Assignment
The records below must be retyped exactly.

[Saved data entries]

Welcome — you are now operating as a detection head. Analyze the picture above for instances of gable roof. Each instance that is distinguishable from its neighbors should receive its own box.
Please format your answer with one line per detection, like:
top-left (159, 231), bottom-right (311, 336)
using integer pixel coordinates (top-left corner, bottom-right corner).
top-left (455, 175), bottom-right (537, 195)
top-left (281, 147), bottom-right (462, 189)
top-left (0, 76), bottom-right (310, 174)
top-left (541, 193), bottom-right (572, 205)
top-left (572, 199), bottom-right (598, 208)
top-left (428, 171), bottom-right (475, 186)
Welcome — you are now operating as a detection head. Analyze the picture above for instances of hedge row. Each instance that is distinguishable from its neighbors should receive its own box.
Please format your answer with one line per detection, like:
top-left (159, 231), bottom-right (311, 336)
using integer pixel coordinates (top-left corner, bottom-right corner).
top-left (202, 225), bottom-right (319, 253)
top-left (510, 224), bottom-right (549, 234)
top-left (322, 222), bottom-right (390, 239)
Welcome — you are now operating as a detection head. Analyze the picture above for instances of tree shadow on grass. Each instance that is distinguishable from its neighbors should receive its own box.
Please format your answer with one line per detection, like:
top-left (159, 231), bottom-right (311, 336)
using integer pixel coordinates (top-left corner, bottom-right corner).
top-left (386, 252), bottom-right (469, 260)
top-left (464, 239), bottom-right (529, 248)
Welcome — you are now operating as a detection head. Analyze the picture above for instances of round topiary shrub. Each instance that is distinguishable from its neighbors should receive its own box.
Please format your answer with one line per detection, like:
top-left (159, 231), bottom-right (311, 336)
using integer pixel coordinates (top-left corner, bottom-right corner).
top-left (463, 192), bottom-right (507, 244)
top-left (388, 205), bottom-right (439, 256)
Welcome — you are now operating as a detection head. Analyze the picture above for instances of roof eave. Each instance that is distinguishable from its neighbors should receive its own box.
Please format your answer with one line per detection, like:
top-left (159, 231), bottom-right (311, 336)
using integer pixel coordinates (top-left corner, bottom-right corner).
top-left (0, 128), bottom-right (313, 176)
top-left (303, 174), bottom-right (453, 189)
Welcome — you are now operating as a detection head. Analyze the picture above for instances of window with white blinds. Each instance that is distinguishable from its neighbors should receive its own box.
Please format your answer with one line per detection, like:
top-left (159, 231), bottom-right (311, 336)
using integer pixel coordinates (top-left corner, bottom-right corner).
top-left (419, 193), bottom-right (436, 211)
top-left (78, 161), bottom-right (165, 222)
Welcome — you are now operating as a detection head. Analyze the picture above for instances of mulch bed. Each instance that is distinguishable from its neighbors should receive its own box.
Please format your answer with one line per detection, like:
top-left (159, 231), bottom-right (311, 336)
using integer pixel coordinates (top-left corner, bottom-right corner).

Written solution
Welcome — you are now operating as a detection head. Analyze the picture above for instances of gable roof. Each instance that is distinguishable from its neighbors should receive its own box.
Please format your answer with one line per detection, like:
top-left (159, 231), bottom-right (311, 336)
using integer pixel coordinates (top-left corner, bottom-right corner).
top-left (455, 175), bottom-right (537, 195)
top-left (281, 147), bottom-right (462, 189)
top-left (0, 76), bottom-right (310, 174)
top-left (541, 193), bottom-right (572, 205)
top-left (572, 199), bottom-right (598, 208)
top-left (428, 171), bottom-right (475, 186)
Welcome — you are now operating as a detection head. Analyze the picture above for instances of hedge row. Each instance that is distinguishable from its neighbors should receive its own box.
Please format your answer with one line per detection, like:
top-left (159, 231), bottom-right (311, 336)
using integer pixel coordinates (top-left corner, bottom-right corner).
top-left (202, 225), bottom-right (319, 253)
top-left (510, 224), bottom-right (549, 234)
top-left (322, 222), bottom-right (390, 239)
Welcome — you are now operating as a detection head. Analyze the picture above for instances of tree shadow on grass. Each instance that is distinguishable from its neighbors should receive its own box.
Please format your answer with one line per detection, like:
top-left (159, 231), bottom-right (311, 336)
using integer pixel coordinates (top-left corner, bottom-right corner).
top-left (386, 252), bottom-right (469, 260)
top-left (464, 239), bottom-right (529, 248)
Welcome — you are now operating as a detection head. Analyze the picture above for instances of round topiary shrub. Each instance that is distinguishable from its neighbors should receive its own box.
Please format your answer with one line per detection, like:
top-left (159, 231), bottom-right (311, 336)
using integer pixel coordinates (top-left corner, bottom-right corner).
top-left (463, 192), bottom-right (507, 244)
top-left (388, 205), bottom-right (439, 256)
Welcome — you are now operating as a detection head. Analyze the picture above for instances of roof eave. Each instance that is distinguishable from its neighbors should receive its own box.
Please format your answer with one line per detection, like:
top-left (159, 231), bottom-right (311, 336)
using integer pixel coordinates (top-left corner, bottom-right corner).
top-left (0, 128), bottom-right (313, 176)
top-left (303, 174), bottom-right (453, 189)
Welcome — you are now operating as a detection head. Analyze the picture above for instances of window with white blinds. Each instance that is distinguishable from its neighbors should receive its own box.
Please format your answer with one line per detection, like:
top-left (159, 231), bottom-right (311, 336)
using integer pixel coordinates (top-left corner, bottom-right corner).
top-left (419, 193), bottom-right (436, 211)
top-left (78, 161), bottom-right (165, 222)
Welcome — you are now operating as a detection head. Analyze the picture above for instances of mulch bed. Each instance that is distinguishable from its neighbors should receive its own box.
Please format your answer with one line per detection, like:
top-left (159, 231), bottom-right (311, 336)
using integer pixel coordinates (top-left corner, bottom-right corner).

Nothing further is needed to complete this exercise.